_Source text_.
I refer to Geoffrey Chaucer, whose Canterbury Tales began the whole business, and which still stands as one of the most remarkable poems in the language. When I say the language, I use the term loosely, for Chaucer wrote before the age of print. It was print that set language in stone as it were, so that we can readily understand what Shakespeare wrote, though 400 years have passed. There were only 200 years between Chaucer and Shakespeare, but the language they used is poles apart. So reading Chaucer now in the original is only possible for dedicated students of English Literature.

I think this would have put me off, for I found extremely painful having to read the other string to Chaucer’s bow, Troilus and Cressida, for my Advanced Levels. But fortunately I had been introduced previously to Chaucer by perhaps the most inspiring teacher in my time at S. Thomas’, Anton Tissera, who had one period a week with us when we were not yet teenagers. He would read from the literature he enjoyed, which was not always to the taste of my fellow students. So sometimes the class seemed a private lesson between him and me, and I cannot thank him enough for the wonders to which he introduced us, nearly half a century ago.

Amongst these was the Coghill translation of Chaucer, and I went out and found myself a copy straight away, and devoured it. Some of the stories were not as jolly as the sample he had introduced us to, but much of it was wonderful, with a range of styles and subject matter, including mildly pornographic stuff which was most welcome at that age.

The tales were those told, to pass the long journey, by a range of pilgrims to the shrine of Thomas Beckett at Canterbury. The tellers ranged from the lordly knight to the lusty miller, with clerics of all shades and hues thrown in. Nearly all the tales are worth reading, but I shall be able here only to cite a few lines from a few of the tales. And it is perhaps even more fascination to read some of the descriptions Chaucer uses to bring his various characters to life.

Most notable perhaps was the Wife of Bath, a jolly housewife who could more than hold her own with the men –

A worthy woman from beside Bath city   Was with us, somewhat deaf, which was a pity.   In making cloth she showed so great a bent   She bettered those of Ypres and of Ghent.   In all the parish not a dame dared stir  Towards the altar steps in front of her,   And if indeed they did, so wrath was she  As to be quite put out of charity.  Her kerchiefs were of finely woven ground;  The ones she wore on Sunday, on her head.  Her hose were of the finest scarlet red  And gartered tight; her shoes were soft and new.  Bold was her face, handsome, and red in hue.  A worthy woman all her life, what’s more  She’d had five husbands, all at the church door,  Apart from other company in youth;  No need just now to speak of that, forsooth.  And she had thrice been to Jerusalem,  Seen many strange rivers and passed over them;  She’d been to Rome and also to Boulogne,  St. James of Compostella and Cologne,  And she was skilled in wandering by the way.  She had gap-teeth, set widely, truth to say.  Easily on an ambling horse she sat  Well wimpled up, and on her head a hat  As broad as is a buckler or a shield;  She had a flowing mantle that concealed  Large hips, her heels spurred sharply under that.   n company she liked to laugh and chat  And knew the remedies for love’s mischances,  An art in which she knew the oldest dances.

_Data section_.
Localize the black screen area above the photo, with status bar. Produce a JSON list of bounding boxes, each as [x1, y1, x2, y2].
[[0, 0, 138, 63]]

_Questions on the material_.
#1 Repeat the Chaucer passage between "The tales were" and "characters to life.", inclusive.
#2 Answer these questions from the Chaucer passage.
(a) How many years separated Chaucer and Shakespeare?
(b) Whose translation of Chaucer did the teacher introduce to the class?
(c) How many husbands had the Wife of Bath had?
The listing above comes from a separate source and has no connection to the Chaucer passage.

_Results for the exercise_.
#1
The tales were those told, to pass the long journey, by a range of pilgrims to the shrine of Thomas Beckett at Canterbury. The tellers ranged from the lordly knight to the lusty miller, with clerics of all shades and hues thrown in. Nearly all the tales are worth reading, but I shall be able here only to cite a few lines from a few of the tales. And it is perhaps even more fascination to read some of the descriptions Chaucer uses to bring his various characters to life.

#2
(a) 200 years
(b) Coghill's
(c) Five